Rows taken from a segmentation dataset ->
>> start

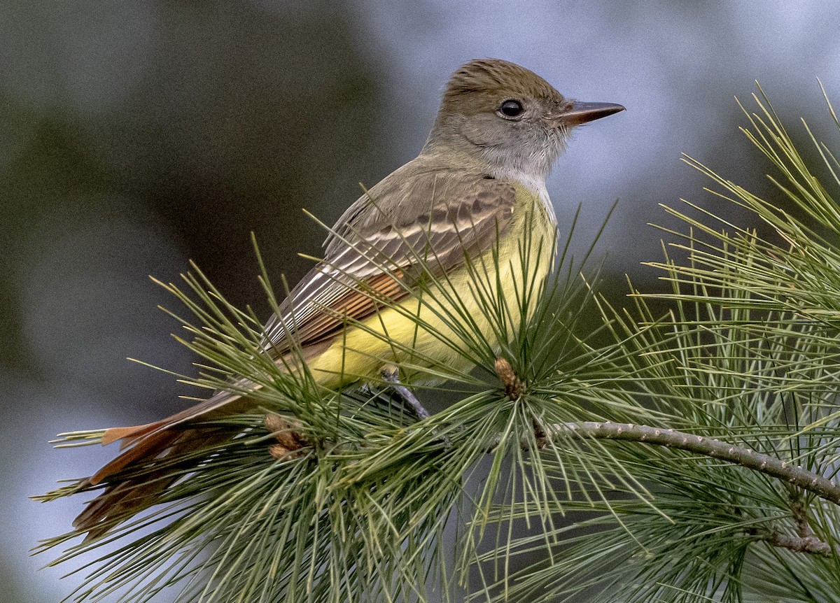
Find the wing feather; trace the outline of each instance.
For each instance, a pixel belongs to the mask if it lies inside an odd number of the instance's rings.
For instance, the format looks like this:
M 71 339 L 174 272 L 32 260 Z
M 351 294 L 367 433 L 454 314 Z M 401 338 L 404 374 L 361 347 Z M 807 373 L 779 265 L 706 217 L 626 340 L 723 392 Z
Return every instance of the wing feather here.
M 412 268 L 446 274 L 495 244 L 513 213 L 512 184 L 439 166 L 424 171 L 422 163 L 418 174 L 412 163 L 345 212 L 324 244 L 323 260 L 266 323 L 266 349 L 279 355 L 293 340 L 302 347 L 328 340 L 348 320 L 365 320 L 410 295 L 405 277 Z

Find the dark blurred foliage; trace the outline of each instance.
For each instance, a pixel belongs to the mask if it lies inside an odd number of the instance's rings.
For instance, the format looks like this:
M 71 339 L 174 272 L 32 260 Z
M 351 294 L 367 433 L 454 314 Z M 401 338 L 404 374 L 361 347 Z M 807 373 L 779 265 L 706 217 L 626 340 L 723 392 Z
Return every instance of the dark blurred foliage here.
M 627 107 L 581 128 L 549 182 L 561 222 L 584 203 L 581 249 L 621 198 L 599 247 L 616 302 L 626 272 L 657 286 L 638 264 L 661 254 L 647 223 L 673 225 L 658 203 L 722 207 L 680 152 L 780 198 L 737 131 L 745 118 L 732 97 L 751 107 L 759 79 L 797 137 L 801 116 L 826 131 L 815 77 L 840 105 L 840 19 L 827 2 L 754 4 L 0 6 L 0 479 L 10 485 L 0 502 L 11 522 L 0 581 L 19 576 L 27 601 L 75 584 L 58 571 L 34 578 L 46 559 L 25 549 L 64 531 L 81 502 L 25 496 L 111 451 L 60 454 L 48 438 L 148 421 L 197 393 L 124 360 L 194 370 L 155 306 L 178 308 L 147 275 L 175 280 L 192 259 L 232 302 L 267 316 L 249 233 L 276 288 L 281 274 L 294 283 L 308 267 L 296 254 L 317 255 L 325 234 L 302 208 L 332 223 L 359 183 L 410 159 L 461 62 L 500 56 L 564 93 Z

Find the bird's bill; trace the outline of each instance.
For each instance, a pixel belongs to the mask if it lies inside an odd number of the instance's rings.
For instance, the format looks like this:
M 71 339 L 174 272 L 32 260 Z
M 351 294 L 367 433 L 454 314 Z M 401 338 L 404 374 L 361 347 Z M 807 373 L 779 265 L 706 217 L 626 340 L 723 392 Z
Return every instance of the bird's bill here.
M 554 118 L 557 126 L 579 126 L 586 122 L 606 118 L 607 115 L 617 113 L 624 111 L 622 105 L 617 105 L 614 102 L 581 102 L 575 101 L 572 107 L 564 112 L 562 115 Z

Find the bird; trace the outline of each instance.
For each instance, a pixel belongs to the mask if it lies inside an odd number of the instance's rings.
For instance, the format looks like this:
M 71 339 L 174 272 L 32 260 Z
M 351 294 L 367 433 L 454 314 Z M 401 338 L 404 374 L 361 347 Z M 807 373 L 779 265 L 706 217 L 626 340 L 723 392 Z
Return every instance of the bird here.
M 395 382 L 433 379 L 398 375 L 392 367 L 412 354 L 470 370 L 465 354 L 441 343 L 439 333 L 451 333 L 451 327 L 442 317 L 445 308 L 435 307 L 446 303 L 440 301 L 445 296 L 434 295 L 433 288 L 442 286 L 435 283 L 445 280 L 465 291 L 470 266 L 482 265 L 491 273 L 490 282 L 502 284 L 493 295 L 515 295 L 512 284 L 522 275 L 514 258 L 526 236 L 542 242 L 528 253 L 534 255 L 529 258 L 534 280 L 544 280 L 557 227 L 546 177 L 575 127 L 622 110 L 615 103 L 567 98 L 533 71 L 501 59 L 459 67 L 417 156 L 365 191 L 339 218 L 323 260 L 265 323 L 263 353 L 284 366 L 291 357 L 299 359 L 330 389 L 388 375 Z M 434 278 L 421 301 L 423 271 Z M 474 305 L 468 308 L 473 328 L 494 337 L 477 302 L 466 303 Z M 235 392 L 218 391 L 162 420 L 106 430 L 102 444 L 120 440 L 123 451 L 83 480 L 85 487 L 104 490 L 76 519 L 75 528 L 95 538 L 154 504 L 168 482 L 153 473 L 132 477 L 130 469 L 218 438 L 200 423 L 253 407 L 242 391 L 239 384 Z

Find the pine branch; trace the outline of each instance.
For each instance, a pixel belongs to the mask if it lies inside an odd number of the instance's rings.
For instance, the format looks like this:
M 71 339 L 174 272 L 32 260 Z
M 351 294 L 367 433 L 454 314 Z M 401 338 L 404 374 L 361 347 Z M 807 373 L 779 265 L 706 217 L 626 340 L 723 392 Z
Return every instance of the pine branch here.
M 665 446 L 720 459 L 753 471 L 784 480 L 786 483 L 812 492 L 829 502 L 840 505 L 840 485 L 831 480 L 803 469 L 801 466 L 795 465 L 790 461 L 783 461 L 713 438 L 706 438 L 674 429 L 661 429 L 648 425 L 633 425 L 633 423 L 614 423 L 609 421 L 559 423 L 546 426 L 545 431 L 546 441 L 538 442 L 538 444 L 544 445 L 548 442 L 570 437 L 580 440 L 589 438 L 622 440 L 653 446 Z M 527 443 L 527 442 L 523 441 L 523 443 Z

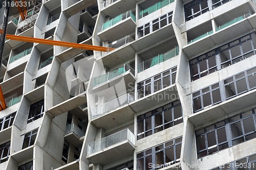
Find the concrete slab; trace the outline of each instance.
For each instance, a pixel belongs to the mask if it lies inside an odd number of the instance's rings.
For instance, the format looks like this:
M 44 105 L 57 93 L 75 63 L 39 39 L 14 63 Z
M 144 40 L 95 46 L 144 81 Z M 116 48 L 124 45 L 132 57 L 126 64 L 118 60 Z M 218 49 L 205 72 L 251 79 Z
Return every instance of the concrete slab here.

>> end
>> start

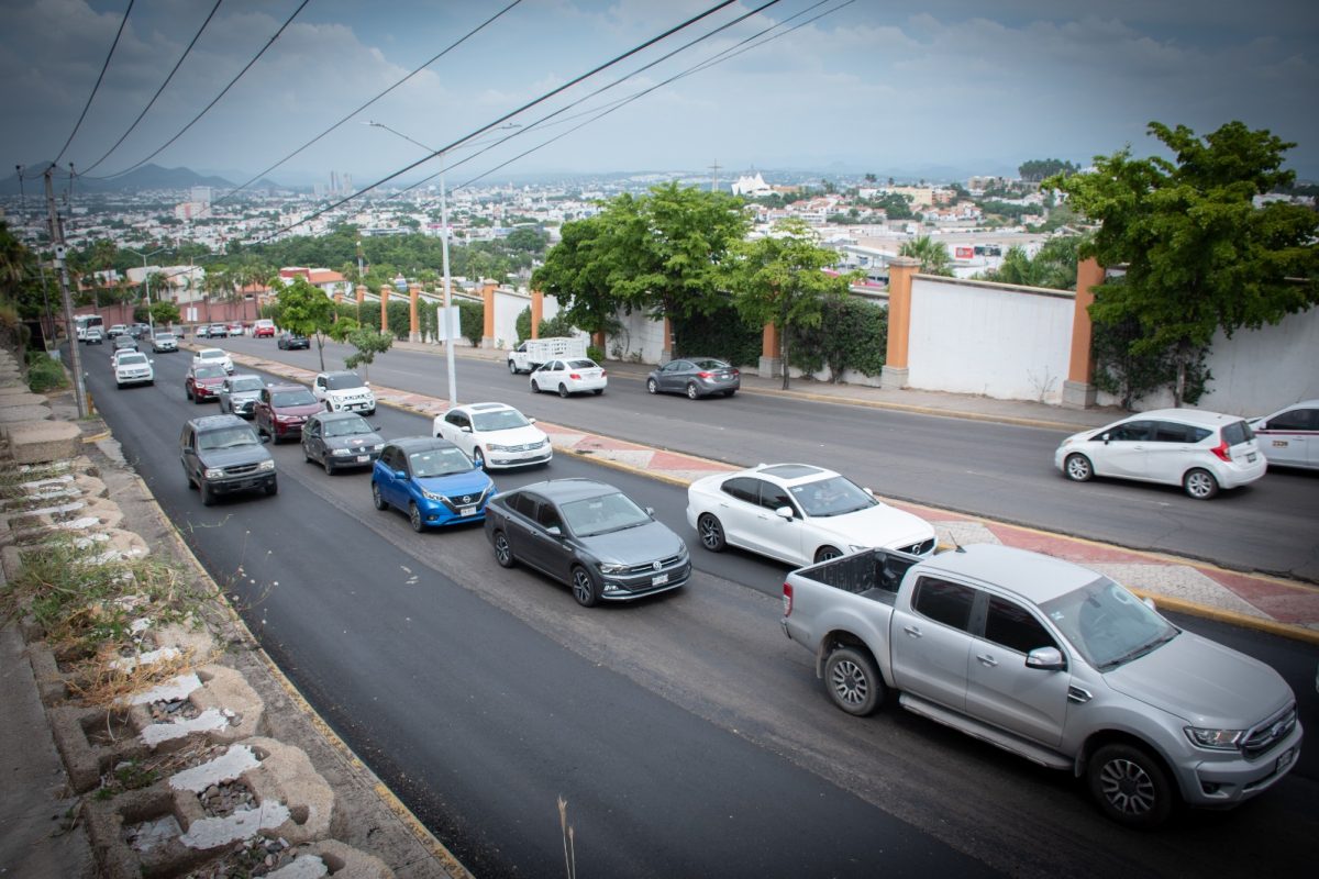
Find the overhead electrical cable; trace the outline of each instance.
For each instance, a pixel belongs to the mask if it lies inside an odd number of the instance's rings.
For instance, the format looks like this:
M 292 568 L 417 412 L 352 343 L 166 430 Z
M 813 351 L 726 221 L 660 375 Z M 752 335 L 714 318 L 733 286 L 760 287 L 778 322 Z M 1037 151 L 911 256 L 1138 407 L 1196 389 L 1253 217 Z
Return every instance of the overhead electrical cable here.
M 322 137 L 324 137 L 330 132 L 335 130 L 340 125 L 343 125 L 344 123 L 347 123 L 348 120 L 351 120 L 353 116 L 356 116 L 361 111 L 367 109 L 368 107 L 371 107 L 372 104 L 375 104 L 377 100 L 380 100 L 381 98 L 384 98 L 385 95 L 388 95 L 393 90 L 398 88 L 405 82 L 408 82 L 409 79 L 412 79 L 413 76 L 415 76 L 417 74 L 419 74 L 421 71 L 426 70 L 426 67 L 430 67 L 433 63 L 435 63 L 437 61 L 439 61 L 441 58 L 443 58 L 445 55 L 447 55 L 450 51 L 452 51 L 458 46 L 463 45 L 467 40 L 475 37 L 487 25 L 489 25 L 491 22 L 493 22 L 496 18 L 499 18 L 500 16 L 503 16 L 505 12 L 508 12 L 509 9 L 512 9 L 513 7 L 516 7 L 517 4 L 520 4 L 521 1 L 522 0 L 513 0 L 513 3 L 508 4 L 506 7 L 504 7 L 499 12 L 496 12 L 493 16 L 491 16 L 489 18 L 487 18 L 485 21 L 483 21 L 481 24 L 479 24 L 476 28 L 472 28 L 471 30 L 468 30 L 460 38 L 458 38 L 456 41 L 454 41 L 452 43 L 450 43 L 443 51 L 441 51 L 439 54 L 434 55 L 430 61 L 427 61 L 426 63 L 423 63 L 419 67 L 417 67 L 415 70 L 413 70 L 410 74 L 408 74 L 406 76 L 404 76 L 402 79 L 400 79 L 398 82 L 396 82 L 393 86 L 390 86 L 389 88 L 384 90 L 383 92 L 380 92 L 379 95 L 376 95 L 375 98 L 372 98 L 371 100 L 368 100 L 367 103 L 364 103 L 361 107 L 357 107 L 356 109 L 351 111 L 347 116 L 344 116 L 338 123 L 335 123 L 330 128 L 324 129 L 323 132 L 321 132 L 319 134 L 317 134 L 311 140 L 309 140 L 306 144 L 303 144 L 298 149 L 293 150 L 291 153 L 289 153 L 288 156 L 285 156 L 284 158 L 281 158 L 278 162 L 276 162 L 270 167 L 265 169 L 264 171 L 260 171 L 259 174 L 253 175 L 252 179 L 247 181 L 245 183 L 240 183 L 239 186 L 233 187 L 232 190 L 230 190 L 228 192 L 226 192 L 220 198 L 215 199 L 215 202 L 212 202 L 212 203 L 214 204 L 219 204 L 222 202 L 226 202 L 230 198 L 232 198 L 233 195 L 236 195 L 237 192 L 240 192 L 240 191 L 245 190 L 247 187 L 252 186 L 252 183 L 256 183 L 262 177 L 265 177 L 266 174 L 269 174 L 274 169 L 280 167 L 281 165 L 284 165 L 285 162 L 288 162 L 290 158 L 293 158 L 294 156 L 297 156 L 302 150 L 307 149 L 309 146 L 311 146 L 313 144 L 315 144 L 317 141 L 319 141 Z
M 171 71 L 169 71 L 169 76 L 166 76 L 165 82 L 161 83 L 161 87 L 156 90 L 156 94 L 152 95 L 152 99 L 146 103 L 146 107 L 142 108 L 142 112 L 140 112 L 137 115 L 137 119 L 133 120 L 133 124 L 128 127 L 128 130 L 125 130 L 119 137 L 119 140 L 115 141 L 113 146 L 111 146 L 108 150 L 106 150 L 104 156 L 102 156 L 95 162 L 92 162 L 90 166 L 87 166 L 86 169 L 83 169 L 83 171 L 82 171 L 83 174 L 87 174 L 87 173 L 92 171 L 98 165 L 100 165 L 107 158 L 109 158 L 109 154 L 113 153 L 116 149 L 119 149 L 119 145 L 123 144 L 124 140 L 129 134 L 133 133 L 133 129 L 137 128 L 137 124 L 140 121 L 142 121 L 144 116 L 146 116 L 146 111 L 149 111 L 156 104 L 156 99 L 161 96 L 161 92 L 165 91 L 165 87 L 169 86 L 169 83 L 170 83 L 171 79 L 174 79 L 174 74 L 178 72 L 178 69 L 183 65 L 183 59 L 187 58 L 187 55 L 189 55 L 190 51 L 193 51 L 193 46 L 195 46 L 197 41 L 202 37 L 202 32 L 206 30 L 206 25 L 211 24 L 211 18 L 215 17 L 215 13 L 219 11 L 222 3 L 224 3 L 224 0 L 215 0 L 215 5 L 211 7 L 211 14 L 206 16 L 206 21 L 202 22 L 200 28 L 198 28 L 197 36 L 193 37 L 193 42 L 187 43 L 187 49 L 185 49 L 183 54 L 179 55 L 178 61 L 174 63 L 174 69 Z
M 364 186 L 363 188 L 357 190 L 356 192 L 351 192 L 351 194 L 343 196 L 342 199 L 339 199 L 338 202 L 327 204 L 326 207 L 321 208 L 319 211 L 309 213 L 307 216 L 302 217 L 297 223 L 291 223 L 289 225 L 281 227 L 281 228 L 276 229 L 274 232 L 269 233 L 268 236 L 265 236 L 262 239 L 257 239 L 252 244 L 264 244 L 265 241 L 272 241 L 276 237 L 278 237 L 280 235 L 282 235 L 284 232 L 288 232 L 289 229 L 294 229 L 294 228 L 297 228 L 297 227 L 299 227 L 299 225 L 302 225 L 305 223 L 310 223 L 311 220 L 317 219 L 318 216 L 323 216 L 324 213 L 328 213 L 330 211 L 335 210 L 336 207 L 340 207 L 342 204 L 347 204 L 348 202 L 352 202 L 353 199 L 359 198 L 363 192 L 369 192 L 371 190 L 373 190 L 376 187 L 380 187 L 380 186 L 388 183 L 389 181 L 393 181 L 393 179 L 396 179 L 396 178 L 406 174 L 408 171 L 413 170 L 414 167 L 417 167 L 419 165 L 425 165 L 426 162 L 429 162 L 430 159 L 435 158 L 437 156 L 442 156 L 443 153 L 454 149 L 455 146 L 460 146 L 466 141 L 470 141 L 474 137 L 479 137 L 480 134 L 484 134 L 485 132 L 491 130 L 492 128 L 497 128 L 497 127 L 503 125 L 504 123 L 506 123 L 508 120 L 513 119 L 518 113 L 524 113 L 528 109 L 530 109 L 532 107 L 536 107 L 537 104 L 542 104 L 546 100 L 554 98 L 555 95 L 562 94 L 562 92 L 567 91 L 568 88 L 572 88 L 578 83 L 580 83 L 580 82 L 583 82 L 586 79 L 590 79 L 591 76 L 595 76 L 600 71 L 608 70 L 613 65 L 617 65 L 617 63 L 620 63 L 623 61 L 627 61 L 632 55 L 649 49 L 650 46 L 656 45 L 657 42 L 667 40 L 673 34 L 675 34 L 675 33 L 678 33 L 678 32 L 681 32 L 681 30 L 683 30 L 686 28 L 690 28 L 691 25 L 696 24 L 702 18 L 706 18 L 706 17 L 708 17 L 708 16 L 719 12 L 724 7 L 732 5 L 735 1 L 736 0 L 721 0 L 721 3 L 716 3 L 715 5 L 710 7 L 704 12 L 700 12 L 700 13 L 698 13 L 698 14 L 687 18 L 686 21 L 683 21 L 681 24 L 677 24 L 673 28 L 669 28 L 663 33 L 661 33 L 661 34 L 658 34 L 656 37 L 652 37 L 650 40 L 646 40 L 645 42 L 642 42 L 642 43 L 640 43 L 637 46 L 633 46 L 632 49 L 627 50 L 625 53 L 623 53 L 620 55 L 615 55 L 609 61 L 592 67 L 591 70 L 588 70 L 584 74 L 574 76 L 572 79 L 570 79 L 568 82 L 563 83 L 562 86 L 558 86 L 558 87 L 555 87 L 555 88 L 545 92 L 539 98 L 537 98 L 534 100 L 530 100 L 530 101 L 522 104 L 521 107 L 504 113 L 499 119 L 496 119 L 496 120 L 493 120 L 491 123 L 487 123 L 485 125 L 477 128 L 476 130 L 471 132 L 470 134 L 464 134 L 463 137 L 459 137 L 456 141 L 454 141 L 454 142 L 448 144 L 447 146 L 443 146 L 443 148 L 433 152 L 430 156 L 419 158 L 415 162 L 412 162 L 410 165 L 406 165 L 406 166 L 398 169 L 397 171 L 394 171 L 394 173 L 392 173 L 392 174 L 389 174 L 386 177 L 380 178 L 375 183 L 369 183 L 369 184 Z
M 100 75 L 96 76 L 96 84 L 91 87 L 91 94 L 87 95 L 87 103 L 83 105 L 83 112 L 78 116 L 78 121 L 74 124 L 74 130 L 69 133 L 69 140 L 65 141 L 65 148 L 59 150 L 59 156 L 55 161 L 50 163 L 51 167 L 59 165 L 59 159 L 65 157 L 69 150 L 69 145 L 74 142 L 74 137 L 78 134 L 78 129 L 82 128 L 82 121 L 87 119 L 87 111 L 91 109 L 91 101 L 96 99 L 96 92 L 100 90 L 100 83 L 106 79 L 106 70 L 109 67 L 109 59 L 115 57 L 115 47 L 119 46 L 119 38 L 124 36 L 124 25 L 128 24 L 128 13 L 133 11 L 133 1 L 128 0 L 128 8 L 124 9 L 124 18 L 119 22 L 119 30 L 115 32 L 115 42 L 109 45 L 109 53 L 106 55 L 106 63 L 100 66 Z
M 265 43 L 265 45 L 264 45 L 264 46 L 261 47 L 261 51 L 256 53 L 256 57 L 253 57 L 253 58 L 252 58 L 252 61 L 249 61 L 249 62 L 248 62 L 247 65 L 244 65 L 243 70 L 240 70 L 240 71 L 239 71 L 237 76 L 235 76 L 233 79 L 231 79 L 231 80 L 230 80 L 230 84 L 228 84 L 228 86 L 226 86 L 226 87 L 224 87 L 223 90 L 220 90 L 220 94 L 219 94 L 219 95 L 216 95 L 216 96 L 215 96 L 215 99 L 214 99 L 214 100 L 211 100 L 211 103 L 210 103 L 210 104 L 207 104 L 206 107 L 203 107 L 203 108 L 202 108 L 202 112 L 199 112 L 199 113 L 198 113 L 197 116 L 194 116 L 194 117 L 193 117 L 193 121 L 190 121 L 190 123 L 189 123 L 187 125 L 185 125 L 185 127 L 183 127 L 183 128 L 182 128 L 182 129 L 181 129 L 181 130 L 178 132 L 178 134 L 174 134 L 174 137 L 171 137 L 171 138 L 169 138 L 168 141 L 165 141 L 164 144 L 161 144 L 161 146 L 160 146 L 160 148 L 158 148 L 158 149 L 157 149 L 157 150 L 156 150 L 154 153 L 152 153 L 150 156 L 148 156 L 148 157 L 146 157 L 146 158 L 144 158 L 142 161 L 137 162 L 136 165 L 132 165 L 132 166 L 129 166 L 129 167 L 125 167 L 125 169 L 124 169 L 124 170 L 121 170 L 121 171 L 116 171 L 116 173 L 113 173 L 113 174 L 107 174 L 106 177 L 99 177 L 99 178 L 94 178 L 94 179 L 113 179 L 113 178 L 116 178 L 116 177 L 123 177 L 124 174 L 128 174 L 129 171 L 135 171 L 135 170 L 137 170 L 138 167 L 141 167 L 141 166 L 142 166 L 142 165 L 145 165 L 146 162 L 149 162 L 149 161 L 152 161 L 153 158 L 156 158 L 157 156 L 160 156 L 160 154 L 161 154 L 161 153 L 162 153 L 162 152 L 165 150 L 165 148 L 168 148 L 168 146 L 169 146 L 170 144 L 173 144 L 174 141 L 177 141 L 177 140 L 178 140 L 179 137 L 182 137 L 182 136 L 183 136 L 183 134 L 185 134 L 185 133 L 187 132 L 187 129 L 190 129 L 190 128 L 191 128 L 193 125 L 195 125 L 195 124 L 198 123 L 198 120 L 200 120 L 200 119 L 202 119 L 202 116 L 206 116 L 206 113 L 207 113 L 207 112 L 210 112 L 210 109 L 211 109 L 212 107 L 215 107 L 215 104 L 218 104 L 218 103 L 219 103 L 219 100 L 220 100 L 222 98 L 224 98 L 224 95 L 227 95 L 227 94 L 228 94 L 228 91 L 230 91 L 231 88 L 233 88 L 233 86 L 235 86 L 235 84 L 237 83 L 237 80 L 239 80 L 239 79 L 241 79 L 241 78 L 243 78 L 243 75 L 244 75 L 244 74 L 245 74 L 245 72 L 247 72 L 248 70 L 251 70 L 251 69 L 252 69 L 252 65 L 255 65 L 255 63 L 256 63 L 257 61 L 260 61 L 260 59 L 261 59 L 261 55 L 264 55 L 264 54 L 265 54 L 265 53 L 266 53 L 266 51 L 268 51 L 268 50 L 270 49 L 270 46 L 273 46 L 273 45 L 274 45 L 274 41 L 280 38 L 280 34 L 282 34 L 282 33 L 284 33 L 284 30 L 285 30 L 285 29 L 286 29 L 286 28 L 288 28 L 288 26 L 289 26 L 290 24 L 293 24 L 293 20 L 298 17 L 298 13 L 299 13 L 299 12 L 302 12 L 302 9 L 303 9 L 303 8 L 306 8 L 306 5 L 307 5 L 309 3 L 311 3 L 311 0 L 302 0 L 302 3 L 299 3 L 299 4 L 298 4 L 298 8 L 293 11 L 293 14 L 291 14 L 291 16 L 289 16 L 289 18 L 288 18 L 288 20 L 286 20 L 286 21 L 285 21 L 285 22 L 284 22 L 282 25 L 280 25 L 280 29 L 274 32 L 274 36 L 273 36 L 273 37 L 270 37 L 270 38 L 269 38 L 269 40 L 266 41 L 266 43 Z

>> end
>> start

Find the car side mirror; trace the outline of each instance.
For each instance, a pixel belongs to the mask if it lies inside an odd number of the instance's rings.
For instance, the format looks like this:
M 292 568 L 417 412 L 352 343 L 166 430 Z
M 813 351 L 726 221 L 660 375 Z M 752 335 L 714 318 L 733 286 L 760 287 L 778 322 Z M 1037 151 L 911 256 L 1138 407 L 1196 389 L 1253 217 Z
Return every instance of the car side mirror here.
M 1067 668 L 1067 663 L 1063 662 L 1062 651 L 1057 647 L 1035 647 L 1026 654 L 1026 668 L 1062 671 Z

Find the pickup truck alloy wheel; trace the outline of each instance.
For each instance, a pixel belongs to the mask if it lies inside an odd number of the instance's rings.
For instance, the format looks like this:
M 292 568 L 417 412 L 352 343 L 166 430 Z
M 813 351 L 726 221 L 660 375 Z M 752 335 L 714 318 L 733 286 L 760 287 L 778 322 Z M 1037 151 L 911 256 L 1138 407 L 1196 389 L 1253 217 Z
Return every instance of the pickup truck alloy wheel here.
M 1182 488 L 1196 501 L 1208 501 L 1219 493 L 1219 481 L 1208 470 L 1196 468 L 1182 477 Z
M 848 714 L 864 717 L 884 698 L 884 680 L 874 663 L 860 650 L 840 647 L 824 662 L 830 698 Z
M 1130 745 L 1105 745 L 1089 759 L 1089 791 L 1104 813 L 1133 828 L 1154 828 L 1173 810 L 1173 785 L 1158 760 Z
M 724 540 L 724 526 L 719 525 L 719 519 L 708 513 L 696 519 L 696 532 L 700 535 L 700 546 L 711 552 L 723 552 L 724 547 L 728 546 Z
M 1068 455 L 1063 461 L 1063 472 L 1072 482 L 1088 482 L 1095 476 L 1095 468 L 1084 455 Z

>> end

SHORT EXERCISE -> Copy the data word for word, between the lines holding "Find the concrete" and "Return every instance of the concrete", inclusive.

EXPECTED ANSWER ->
Find the concrete slab; trace the outline of each instance.
For each instance, a pixel belongs to the mask if it lies inside an odd number of the instance's rings.
For instance, the format looks like this:
M 44 105 L 57 93 L 75 63 L 39 39 L 14 63 Z
M 144 40 L 95 46 L 144 81 Z M 116 48 L 124 45 L 132 57 L 126 64 L 118 60 Z M 218 49 L 205 72 L 251 79 Z
Return every instance of the concrete slab here.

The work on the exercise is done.